▸ WRITTEN EXERCISE
Only the lines from the line holding "For the benchmark, spot each instance of the girl's" through the final line of the entries below are to be returned, exactly as they stand.

--- BEGIN SUPPLIED DATA ---

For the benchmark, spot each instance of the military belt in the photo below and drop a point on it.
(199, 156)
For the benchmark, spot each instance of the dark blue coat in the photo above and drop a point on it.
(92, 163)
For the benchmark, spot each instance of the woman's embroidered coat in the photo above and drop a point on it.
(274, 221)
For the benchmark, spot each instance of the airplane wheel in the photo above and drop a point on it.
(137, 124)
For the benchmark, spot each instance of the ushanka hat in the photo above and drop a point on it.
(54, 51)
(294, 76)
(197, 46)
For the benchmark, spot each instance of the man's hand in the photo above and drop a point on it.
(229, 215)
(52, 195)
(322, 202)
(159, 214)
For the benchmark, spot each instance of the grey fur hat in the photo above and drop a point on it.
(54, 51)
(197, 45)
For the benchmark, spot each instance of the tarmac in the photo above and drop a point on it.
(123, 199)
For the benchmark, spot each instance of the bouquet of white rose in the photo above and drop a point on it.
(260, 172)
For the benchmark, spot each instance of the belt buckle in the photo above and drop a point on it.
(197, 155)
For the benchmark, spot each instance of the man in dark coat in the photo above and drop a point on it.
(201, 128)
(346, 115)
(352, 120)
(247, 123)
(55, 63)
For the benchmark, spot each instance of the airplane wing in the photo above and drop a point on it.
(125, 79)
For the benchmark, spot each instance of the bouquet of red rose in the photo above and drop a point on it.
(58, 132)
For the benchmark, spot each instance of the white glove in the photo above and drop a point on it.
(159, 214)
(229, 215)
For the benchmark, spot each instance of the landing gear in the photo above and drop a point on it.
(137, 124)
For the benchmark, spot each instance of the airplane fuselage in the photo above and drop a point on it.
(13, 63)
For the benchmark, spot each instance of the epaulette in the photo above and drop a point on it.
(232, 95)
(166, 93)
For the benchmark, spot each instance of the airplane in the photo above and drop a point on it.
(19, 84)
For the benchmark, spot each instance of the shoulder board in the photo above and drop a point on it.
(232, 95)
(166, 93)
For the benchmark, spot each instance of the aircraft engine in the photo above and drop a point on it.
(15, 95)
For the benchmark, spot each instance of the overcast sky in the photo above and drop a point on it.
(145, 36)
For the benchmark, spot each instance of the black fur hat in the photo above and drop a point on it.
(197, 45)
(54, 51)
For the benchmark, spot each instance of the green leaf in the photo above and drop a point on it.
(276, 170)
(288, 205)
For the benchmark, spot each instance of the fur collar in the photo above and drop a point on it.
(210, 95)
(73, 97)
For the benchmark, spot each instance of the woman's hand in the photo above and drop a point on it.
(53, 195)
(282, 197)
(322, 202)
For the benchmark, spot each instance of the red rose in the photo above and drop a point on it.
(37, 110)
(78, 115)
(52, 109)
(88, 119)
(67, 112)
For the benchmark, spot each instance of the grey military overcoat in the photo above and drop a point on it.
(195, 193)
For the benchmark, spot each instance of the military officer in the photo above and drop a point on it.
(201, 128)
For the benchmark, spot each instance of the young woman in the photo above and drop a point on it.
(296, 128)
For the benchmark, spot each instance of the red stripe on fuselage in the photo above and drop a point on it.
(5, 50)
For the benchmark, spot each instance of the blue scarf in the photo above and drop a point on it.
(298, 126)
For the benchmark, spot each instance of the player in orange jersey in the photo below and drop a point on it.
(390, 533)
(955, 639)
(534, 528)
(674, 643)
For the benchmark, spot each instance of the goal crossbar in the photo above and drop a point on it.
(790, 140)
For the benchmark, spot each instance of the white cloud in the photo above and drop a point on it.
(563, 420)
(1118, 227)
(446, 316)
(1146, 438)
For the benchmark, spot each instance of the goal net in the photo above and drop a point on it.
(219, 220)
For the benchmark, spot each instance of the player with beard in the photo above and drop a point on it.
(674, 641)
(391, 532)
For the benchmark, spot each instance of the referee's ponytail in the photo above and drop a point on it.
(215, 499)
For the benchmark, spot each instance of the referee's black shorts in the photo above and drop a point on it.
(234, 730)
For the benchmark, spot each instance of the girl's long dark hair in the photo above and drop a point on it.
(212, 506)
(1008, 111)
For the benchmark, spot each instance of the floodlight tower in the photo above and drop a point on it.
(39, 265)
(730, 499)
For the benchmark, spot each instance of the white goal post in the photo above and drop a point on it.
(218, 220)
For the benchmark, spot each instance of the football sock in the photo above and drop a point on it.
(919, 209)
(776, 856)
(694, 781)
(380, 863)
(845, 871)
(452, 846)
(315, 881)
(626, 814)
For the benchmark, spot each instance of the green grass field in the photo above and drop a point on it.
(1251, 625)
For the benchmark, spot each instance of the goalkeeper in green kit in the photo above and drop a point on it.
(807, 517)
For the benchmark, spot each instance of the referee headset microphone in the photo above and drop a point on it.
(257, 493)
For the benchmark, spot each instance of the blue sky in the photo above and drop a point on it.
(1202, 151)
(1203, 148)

--- END SUPPLIED DATA ---

▸ ANSWER TO THIS TASK
For the benchmark, spot each instance of the girl's long dark hair in the photo above and drop a point on it.
(212, 506)
(1008, 111)
For the benchmark, spot each instance of the floodlight tower in the photo above and drop a point on it.
(39, 265)
(730, 499)
For the benchmark, spot each instance of the white goal post in the photo above and drop a point on it.
(218, 220)
For the benchmark, spot each instance of the football sock in the photo above and drop a point on it.
(919, 209)
(776, 856)
(694, 781)
(380, 863)
(845, 871)
(452, 846)
(315, 881)
(626, 814)
For the benchmark, spot each instance of the green grass field in the photo above and drop a point on it.
(1251, 625)
For the benchmark, spot each instance of the goalkeeper in green kit in the photo above and drop a point on it.
(807, 517)
For the benchmark, spot each instance of the referee headset microphone in the photo above and drop a point on it.
(257, 493)
For the benchmark, spot each instance of the blue sky in the photo above and drop a point on it.
(1202, 151)
(1203, 148)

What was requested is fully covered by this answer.